**Goal:** Starting with the line containing "It was reported that the woman's" and going on through the last of the items, rewrite every line, requests included, with each bounding-box coordinate in the answers multiplied by 1.2 and rounded to a whole number, halves rounded up. Leave any numbers in the requests and their format samples unchanged.

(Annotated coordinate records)
· · · · ·

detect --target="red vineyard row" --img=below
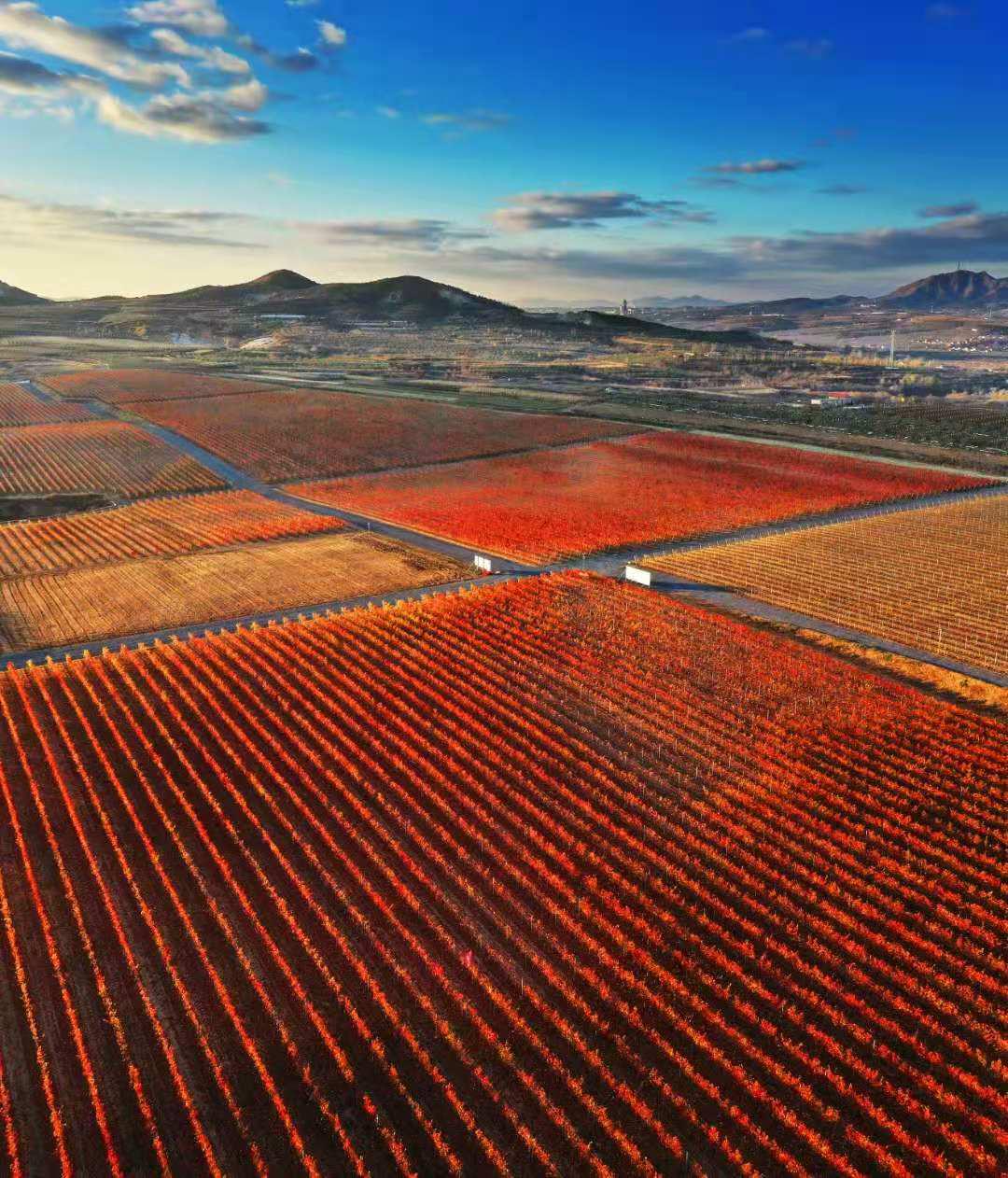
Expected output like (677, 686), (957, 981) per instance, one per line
(0, 575), (1008, 1175)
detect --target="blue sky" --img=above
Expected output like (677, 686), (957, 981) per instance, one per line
(0, 0), (1008, 301)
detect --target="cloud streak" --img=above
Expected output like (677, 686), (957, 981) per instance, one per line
(917, 201), (980, 220)
(704, 159), (808, 175)
(0, 194), (259, 250)
(306, 217), (489, 251)
(491, 192), (714, 233)
(0, 3), (190, 91)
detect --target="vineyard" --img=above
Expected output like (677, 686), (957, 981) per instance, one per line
(0, 422), (224, 498)
(644, 495), (1008, 671)
(0, 491), (343, 577)
(0, 574), (1008, 1178)
(45, 369), (273, 405)
(285, 432), (975, 561)
(121, 388), (634, 483)
(0, 383), (91, 428)
(0, 532), (465, 652)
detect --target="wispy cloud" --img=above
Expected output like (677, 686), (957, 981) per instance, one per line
(491, 192), (714, 232)
(95, 84), (272, 144)
(420, 111), (513, 135)
(126, 0), (231, 36)
(730, 213), (1008, 273)
(315, 20), (346, 49)
(0, 194), (258, 250)
(704, 159), (808, 175)
(784, 36), (836, 62)
(917, 201), (980, 219)
(0, 3), (190, 90)
(725, 25), (771, 45)
(150, 28), (252, 75)
(306, 217), (489, 251)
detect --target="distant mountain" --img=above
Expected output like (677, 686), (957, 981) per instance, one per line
(21, 270), (776, 347)
(130, 270), (524, 323)
(878, 270), (1008, 311)
(0, 283), (49, 306)
(728, 295), (873, 315)
(631, 295), (728, 310)
(551, 310), (776, 347)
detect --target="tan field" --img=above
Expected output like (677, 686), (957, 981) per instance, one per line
(0, 532), (467, 652)
(644, 496), (1008, 671)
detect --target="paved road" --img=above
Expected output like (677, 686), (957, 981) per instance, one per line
(567, 483), (1008, 575)
(636, 579), (1008, 687)
(19, 381), (531, 571)
(11, 381), (1008, 687)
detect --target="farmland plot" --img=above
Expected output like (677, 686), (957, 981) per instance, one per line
(0, 422), (225, 498)
(124, 388), (635, 483)
(0, 382), (93, 428)
(45, 369), (267, 405)
(0, 532), (467, 652)
(293, 433), (975, 561)
(0, 491), (343, 577)
(644, 495), (1008, 671)
(0, 575), (993, 1178)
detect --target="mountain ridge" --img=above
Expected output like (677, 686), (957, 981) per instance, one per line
(0, 282), (52, 306)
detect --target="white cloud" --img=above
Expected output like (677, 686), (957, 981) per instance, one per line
(492, 192), (714, 233)
(94, 91), (271, 144)
(315, 20), (346, 49)
(0, 193), (258, 250)
(150, 28), (251, 75)
(420, 111), (512, 135)
(0, 3), (189, 90)
(218, 77), (270, 112)
(126, 0), (230, 36)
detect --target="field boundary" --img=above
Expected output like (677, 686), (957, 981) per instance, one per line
(636, 570), (1008, 688)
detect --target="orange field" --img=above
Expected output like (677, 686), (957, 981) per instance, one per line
(287, 432), (976, 561)
(0, 383), (91, 428)
(0, 491), (343, 577)
(0, 532), (471, 652)
(0, 422), (225, 498)
(644, 494), (1008, 671)
(45, 369), (269, 405)
(0, 575), (1008, 1178)
(124, 388), (636, 483)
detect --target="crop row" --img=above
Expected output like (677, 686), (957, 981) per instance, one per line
(294, 432), (973, 562)
(45, 369), (269, 405)
(0, 491), (343, 577)
(0, 575), (1008, 1175)
(0, 422), (224, 498)
(0, 383), (91, 428)
(647, 495), (1008, 671)
(121, 388), (634, 483)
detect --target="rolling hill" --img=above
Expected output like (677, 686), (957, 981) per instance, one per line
(878, 270), (1008, 311)
(0, 283), (49, 306)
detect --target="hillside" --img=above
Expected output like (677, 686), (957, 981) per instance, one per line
(134, 270), (532, 322)
(11, 270), (774, 347)
(0, 283), (49, 306)
(878, 270), (1008, 310)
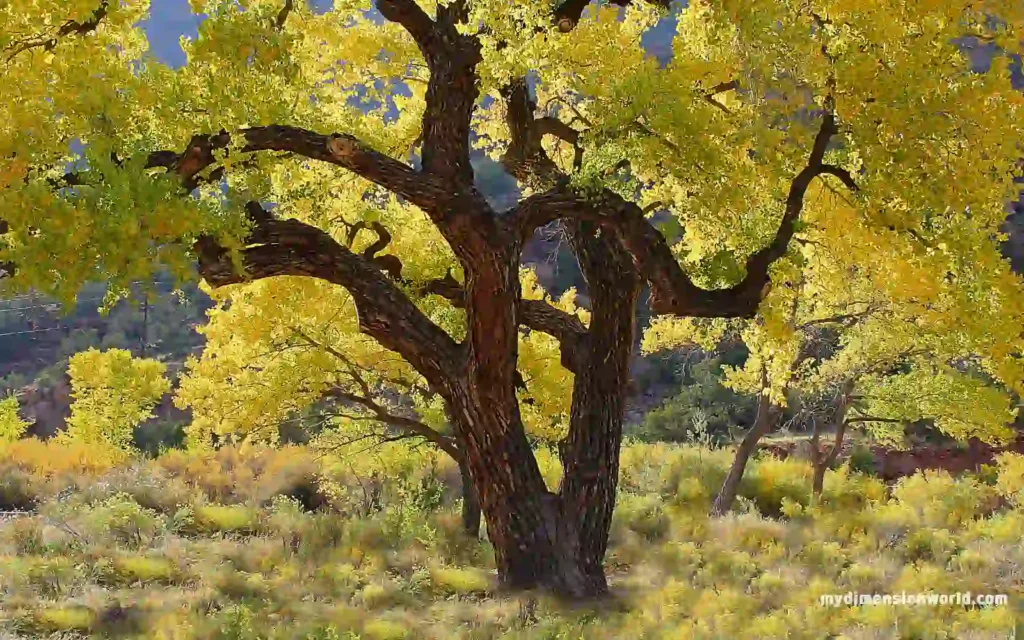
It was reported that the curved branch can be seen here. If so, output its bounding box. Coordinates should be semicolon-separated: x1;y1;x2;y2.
7;0;111;62
194;210;460;392
554;0;672;33
145;125;451;209
377;0;483;187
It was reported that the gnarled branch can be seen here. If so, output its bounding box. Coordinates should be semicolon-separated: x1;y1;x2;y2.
194;204;460;390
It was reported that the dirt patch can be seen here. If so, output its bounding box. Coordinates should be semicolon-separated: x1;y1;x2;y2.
761;434;1024;480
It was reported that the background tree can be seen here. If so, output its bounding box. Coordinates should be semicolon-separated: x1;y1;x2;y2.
644;192;1021;514
0;0;1024;596
0;395;29;444
58;349;171;458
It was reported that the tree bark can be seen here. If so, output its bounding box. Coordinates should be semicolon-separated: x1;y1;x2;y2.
711;391;781;515
559;222;641;595
459;462;482;538
811;380;854;502
450;390;593;598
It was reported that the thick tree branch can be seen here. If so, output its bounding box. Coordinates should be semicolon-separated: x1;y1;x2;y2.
423;273;587;373
510;113;855;317
146;125;451;209
554;0;672;32
377;0;482;188
194;209;460;392
328;389;463;462
5;0;110;62
293;328;462;461
273;0;295;31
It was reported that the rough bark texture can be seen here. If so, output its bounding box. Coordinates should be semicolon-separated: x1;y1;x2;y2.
459;461;482;538
559;222;641;594
711;385;781;515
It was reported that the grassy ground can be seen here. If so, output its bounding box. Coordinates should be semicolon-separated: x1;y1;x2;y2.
0;441;1024;640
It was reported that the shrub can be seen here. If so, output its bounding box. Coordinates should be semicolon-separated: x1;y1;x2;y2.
114;556;177;583
739;456;812;516
32;606;96;633
193;505;258;534
995;452;1024;507
430;567;490;595
614;494;670;542
82;493;167;548
893;469;996;528
0;464;40;511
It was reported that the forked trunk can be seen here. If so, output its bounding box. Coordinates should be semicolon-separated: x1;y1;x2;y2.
453;389;595;598
559;222;641;593
711;385;781;515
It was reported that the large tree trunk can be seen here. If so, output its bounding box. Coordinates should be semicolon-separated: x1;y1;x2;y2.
445;238;593;598
453;395;593;597
711;391;781;515
447;218;640;598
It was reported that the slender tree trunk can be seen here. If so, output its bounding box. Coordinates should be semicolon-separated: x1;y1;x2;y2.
811;380;854;502
811;421;846;502
559;222;641;594
711;380;781;515
452;389;593;598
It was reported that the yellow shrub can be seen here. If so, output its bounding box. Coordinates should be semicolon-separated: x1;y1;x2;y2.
0;437;116;477
739;456;811;515
995;452;1024;508
430;567;490;595
34;606;96;633
362;620;411;640
114;556;177;583
195;505;257;534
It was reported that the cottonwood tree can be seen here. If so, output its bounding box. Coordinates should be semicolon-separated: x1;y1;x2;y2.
643;190;1024;515
58;349;171;460
0;0;1024;596
175;264;587;536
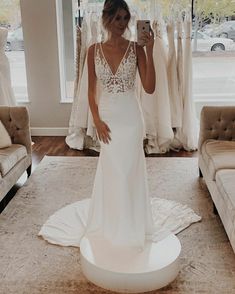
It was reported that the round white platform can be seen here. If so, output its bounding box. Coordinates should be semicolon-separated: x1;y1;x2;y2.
80;234;181;293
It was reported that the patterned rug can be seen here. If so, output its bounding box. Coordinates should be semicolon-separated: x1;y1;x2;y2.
0;156;235;294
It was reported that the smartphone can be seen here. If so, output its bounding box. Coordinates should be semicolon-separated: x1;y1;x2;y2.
137;20;150;46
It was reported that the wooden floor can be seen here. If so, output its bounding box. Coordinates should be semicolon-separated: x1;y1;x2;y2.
0;136;197;213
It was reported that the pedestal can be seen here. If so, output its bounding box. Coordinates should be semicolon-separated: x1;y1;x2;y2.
80;234;181;293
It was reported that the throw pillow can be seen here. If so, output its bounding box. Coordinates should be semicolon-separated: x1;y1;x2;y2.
0;120;12;148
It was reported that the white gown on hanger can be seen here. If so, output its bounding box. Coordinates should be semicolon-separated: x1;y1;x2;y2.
0;27;16;106
167;22;183;128
39;42;200;248
65;13;99;150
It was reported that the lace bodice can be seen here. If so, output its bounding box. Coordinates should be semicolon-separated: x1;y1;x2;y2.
95;42;137;94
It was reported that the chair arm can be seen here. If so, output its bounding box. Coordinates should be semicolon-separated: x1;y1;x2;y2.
198;106;235;153
0;106;32;154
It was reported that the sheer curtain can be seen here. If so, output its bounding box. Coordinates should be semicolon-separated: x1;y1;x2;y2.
0;27;16;106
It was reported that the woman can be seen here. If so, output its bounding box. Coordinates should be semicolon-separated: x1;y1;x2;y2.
87;0;158;246
39;0;200;249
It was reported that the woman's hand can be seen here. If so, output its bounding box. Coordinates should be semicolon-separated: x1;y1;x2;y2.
141;28;154;51
95;119;111;144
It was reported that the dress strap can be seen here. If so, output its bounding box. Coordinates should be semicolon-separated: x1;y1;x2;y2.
94;43;97;58
133;41;136;55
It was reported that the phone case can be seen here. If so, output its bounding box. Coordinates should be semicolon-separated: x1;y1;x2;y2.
137;20;150;45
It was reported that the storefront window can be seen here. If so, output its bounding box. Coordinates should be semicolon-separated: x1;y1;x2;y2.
0;0;28;102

· · · · ·

**Result of the task:**
It was reported that the woman's hand can be seen here. If so, output its bounding box. Coordinates should be semicolon-separated: x1;y1;x2;y2.
169;34;185;61
114;143;133;173
It was reported that the dress strap can be seen here. If so, output its bounding box. Coordinates should be semicolon-separated: x1;y1;x2;y2.
113;52;116;70
160;49;163;66
It was reported that the phone case can be seen here. If so, output its bounding box. Coordinates should be semicolon-separated: x1;y1;x2;y2.
164;24;180;54
It was reported that the storefront window can be seen here. If so, output its bounding box. Coordinates should be semicolon-separated: x1;y1;x2;y2.
0;0;34;122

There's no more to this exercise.